▶ _DATA FOR REVIEW_:
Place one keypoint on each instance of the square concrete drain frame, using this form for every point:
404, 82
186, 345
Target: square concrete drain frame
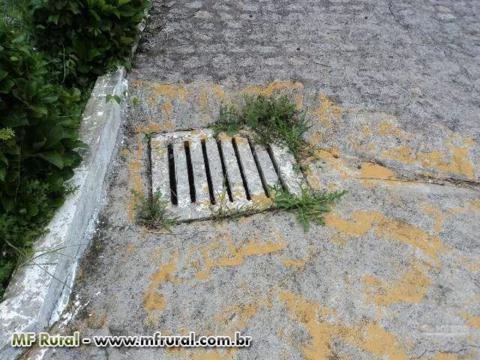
202, 176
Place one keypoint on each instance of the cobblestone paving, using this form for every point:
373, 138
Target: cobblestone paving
392, 91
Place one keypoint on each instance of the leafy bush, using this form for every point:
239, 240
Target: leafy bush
309, 206
275, 120
38, 136
86, 37
51, 52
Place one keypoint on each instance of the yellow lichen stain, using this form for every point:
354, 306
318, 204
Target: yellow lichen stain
370, 171
445, 356
261, 201
375, 171
363, 221
135, 167
411, 287
324, 331
455, 161
272, 88
236, 317
360, 224
152, 299
333, 160
327, 112
376, 340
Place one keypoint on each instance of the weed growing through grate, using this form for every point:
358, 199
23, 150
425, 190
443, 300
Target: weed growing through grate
309, 207
152, 213
274, 119
229, 121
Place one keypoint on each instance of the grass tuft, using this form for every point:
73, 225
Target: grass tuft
309, 207
274, 119
152, 213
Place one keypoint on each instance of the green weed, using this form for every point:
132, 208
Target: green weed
152, 212
274, 119
309, 207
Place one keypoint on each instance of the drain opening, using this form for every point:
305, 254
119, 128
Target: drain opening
171, 173
259, 168
240, 166
207, 171
224, 170
275, 166
191, 180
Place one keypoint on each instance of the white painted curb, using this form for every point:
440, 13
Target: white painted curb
39, 291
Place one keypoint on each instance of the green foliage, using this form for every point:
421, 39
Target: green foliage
49, 50
86, 37
309, 206
39, 123
229, 121
275, 120
152, 212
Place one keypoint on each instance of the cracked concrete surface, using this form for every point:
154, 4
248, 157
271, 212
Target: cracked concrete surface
392, 91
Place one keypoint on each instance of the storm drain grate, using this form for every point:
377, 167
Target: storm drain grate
201, 175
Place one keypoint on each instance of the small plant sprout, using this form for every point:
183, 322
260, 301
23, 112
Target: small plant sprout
274, 119
309, 207
152, 212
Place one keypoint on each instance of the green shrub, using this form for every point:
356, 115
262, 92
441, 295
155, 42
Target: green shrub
86, 37
49, 49
38, 136
274, 119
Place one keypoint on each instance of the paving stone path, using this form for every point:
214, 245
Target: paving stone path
392, 89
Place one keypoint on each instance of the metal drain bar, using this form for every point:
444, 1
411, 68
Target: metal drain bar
200, 175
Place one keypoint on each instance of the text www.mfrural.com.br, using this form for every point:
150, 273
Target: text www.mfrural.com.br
44, 339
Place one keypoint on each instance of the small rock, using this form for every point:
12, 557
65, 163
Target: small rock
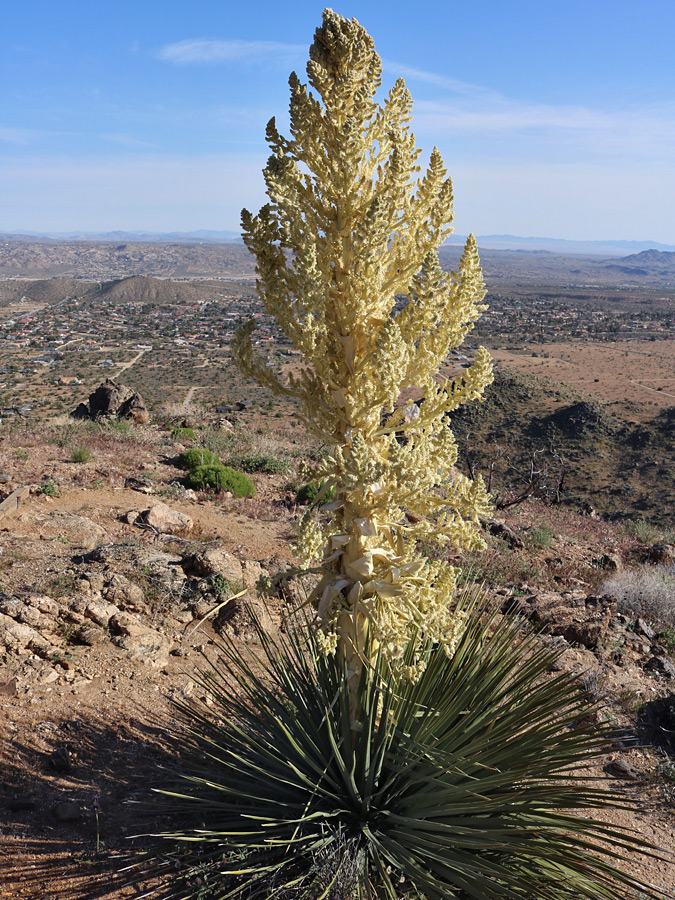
507, 534
8, 687
662, 665
214, 562
645, 629
142, 485
89, 635
166, 520
22, 804
611, 562
621, 768
141, 642
96, 581
68, 811
45, 604
60, 760
124, 593
662, 553
101, 612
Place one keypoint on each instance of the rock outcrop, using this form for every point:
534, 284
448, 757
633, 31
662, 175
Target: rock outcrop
111, 400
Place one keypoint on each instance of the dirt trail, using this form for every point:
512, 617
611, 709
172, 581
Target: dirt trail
128, 365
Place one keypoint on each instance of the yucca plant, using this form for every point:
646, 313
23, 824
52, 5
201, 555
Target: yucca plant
469, 783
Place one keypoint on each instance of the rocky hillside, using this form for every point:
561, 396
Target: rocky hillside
118, 583
570, 447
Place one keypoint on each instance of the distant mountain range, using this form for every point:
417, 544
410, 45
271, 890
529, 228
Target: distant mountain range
560, 245
485, 242
129, 237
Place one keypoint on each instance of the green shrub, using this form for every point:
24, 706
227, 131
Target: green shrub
198, 456
183, 434
266, 463
220, 478
310, 491
540, 536
454, 785
80, 454
48, 488
643, 531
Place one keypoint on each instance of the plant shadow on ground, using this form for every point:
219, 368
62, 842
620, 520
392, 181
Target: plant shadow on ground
101, 773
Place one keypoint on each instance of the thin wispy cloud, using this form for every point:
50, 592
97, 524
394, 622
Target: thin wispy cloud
15, 135
126, 140
646, 131
461, 88
201, 51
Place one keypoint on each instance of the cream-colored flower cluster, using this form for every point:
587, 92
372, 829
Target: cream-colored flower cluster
347, 264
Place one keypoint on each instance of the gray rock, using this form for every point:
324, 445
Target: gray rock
124, 594
43, 603
662, 665
140, 642
77, 530
645, 629
142, 485
621, 768
89, 635
507, 534
101, 612
165, 520
611, 562
580, 620
17, 636
67, 811
662, 553
214, 562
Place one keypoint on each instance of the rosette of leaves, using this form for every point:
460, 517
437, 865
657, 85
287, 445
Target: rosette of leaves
469, 783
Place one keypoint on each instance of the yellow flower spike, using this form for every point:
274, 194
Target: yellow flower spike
353, 222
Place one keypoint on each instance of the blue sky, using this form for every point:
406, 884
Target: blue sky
554, 119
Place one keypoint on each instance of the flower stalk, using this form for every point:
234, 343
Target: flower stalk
347, 263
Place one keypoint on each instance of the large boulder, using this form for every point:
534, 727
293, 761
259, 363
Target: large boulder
214, 562
580, 620
62, 526
112, 400
139, 641
165, 519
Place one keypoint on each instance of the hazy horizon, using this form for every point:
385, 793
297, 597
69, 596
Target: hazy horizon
552, 121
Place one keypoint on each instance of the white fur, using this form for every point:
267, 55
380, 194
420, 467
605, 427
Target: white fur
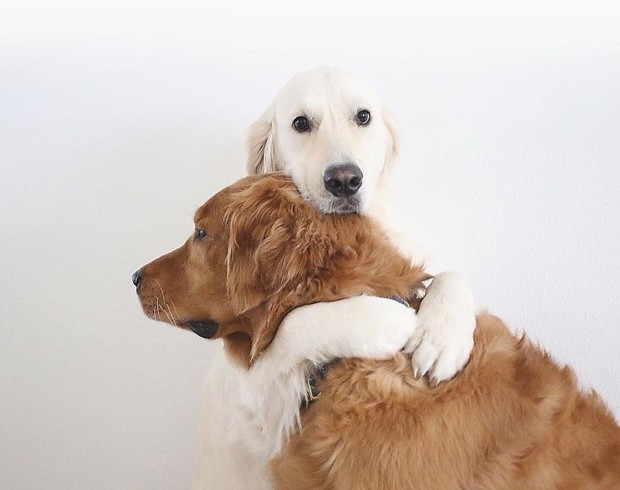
248, 414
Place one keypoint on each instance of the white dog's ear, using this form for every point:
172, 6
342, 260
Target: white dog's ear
393, 144
261, 146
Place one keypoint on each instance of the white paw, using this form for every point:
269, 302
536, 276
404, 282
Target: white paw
446, 324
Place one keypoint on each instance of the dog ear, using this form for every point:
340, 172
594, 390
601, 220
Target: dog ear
270, 254
261, 145
393, 144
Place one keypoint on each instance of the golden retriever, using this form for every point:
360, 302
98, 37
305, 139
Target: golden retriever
513, 419
328, 130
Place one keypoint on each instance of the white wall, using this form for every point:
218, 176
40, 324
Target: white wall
117, 121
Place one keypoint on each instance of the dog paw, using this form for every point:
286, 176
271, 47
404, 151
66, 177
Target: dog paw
446, 324
440, 358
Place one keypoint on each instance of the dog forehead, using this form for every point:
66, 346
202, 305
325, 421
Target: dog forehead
325, 89
265, 188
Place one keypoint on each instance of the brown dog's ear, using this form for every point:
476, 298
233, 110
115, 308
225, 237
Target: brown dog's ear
261, 146
268, 254
393, 145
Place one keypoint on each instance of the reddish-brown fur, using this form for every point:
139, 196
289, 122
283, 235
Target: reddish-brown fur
513, 419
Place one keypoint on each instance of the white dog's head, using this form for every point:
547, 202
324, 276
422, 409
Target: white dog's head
329, 131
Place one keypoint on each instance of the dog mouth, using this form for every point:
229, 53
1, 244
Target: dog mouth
339, 205
203, 328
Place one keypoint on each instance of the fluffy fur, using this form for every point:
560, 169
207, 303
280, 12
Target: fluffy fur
441, 344
513, 419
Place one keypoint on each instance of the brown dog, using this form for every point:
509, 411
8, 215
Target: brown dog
512, 419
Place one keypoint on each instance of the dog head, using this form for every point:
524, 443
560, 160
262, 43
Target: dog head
330, 132
258, 251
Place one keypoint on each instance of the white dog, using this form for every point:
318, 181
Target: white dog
330, 132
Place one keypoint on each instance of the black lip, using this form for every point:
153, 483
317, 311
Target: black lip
203, 328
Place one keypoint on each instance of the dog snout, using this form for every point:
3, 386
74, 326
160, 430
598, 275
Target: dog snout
343, 179
136, 278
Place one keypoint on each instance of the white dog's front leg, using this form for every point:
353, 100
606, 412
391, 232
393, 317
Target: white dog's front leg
364, 326
446, 324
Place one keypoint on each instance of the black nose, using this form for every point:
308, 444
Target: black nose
136, 277
343, 179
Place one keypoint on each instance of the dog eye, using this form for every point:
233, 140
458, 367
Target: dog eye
199, 234
362, 118
301, 124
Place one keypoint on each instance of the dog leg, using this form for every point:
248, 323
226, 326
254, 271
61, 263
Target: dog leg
446, 324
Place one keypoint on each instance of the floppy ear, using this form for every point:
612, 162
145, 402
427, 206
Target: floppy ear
261, 145
393, 144
267, 254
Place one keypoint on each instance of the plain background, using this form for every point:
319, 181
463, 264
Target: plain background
118, 119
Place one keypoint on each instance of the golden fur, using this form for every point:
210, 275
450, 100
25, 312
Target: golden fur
513, 419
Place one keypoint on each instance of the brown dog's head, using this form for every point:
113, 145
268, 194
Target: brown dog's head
258, 251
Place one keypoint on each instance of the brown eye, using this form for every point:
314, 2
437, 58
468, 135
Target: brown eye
301, 124
363, 118
199, 234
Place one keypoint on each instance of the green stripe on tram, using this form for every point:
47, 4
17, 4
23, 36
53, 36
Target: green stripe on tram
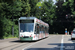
26, 39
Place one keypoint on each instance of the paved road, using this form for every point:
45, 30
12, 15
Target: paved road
53, 42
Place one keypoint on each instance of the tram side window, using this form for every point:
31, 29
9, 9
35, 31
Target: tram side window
35, 29
40, 29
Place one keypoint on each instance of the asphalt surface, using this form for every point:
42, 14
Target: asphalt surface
53, 42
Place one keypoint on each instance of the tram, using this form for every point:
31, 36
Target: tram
31, 29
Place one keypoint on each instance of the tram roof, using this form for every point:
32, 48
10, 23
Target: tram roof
23, 18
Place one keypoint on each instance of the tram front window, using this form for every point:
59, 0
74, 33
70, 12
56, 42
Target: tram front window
26, 27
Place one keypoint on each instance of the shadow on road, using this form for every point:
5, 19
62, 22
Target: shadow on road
66, 46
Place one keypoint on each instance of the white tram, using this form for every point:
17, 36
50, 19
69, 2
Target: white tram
31, 28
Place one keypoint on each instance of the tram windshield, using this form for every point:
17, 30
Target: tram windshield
26, 27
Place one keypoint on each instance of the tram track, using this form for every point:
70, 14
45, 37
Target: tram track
16, 46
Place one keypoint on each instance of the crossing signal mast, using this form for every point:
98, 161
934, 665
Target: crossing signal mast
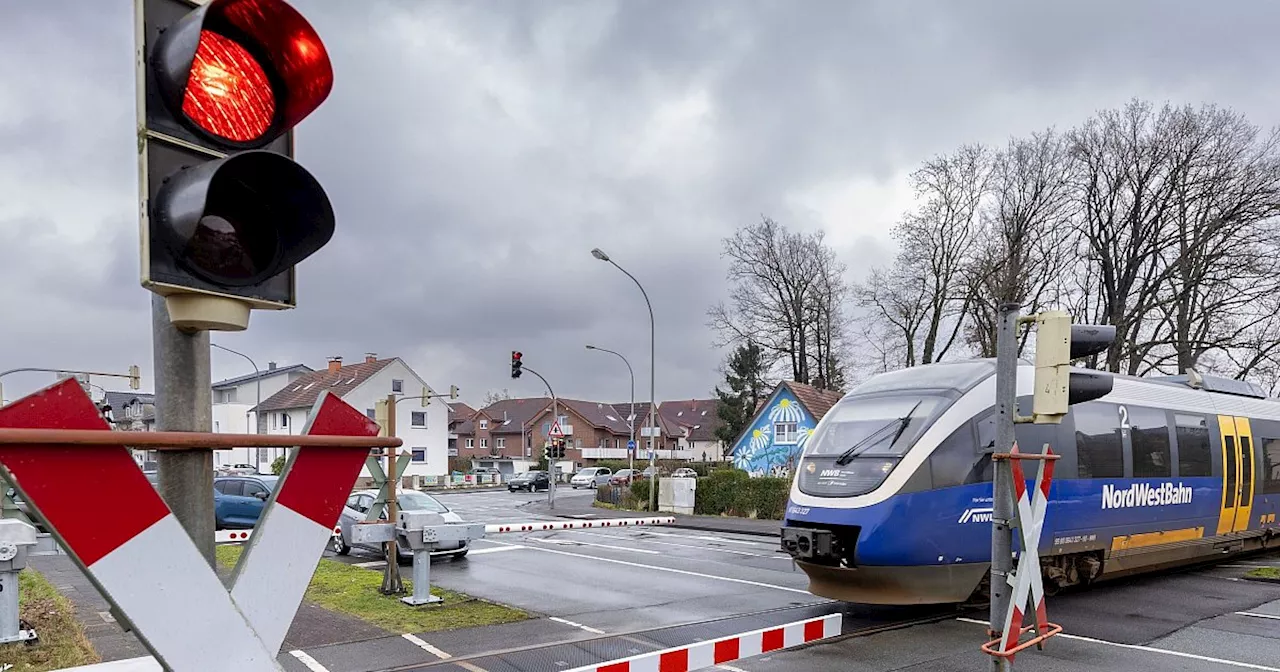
225, 211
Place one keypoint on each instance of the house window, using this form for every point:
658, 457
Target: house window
785, 433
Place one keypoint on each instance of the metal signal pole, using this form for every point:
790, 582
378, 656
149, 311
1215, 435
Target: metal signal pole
551, 461
1001, 512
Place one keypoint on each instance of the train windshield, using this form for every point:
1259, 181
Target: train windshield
874, 426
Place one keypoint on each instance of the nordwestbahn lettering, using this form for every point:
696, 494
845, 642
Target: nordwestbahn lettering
1142, 494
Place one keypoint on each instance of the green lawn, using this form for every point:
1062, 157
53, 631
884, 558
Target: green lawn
353, 590
62, 639
1265, 572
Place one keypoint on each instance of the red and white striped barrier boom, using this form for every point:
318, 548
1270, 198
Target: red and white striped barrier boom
142, 558
725, 649
543, 526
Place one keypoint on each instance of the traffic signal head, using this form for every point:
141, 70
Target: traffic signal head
1057, 342
227, 214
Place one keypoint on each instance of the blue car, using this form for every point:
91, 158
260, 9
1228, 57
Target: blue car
238, 501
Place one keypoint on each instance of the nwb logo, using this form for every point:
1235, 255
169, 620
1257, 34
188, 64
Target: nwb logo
976, 515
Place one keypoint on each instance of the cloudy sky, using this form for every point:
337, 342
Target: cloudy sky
476, 151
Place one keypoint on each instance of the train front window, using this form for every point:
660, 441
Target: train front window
872, 426
862, 440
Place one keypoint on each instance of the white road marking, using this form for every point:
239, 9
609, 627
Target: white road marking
417, 641
707, 538
568, 543
688, 545
312, 664
1258, 615
576, 625
667, 570
1151, 649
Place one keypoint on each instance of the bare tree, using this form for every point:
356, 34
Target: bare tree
1022, 250
789, 298
922, 297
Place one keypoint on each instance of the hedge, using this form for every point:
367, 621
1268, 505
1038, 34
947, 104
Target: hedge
730, 492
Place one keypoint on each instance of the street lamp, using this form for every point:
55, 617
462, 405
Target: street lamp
631, 421
257, 376
653, 366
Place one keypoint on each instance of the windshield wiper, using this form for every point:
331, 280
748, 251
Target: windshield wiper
860, 447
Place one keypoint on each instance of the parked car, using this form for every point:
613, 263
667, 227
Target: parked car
625, 476
357, 510
530, 480
590, 478
238, 501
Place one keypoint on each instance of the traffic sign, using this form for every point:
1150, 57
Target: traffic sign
145, 562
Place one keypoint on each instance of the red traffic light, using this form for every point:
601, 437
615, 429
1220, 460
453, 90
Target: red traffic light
242, 72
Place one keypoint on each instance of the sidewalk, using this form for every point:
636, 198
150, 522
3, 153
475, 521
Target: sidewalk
581, 507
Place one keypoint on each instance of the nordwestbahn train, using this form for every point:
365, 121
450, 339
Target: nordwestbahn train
891, 502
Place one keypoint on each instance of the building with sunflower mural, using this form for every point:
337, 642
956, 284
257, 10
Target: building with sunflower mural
772, 442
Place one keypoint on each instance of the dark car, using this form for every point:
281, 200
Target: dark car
238, 501
530, 480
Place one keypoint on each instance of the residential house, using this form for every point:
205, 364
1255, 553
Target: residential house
695, 423
458, 414
772, 442
233, 411
133, 411
424, 430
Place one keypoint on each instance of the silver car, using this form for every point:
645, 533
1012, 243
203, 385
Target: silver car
357, 508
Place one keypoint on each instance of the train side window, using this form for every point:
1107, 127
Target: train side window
1270, 466
1148, 434
1194, 457
959, 461
1100, 451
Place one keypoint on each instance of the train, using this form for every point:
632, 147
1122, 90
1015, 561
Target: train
891, 501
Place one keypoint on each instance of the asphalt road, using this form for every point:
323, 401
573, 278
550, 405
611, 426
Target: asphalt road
613, 580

▶ _ASSIGNMENT_: Beginning with the line that contains "Target: building with sunflower mural", quote each line exactly through the last line of the entries above, and nothing beyond them.

▶ _ANSWER TO THIS PROBLEM_:
Target: building with sunflower mural
772, 442
Place one keypoint on each instance of the dark car, using this form for every point:
281, 200
Target: dark car
238, 501
530, 480
Place one keypoint on each instance of the residential house, using this form for every point:
205, 364
1255, 553
Target: residential house
695, 423
458, 414
772, 442
233, 411
133, 411
424, 430
Place one keypoint on each instance of the silver car, using this form for every point:
645, 533
1012, 243
203, 385
Target: silver car
357, 508
Place one keypoint on each instance of the train side window, using this form for every point:
1107, 127
Target: train side window
1270, 466
1148, 434
1194, 457
959, 461
1100, 451
Place one keypoint on each instance of the train, using this form for every point:
632, 147
1122, 90
1015, 561
Target: train
891, 501
Place one keypoint on each instance of the asphalt road, using this form for every point:
323, 401
573, 278
550, 405
611, 426
Target: asphalt road
613, 580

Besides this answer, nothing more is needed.